Records from a collection:
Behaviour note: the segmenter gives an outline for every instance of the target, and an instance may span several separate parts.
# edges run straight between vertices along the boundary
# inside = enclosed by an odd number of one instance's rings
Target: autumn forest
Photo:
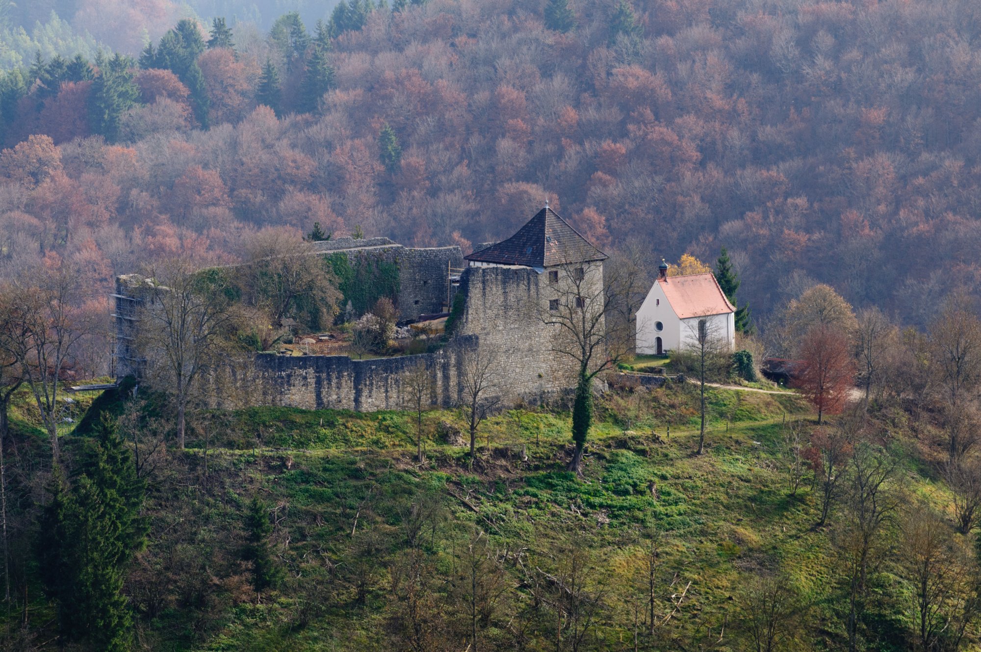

## [WORK TO BE COMPLETED]
Output the lines above as a numbered list, skipping any blank lines. Omit the pictures from your answer.

## [SOLUTION]
1. Behaviour note: the segmenter gives an outline for every instance of the target, and an instance may span several separate parts.
2. # edges run straight between vertices along the boundary
3. # inside = enclosed by an odd number of one instance's rings
4. Target: autumn forest
5. Photo:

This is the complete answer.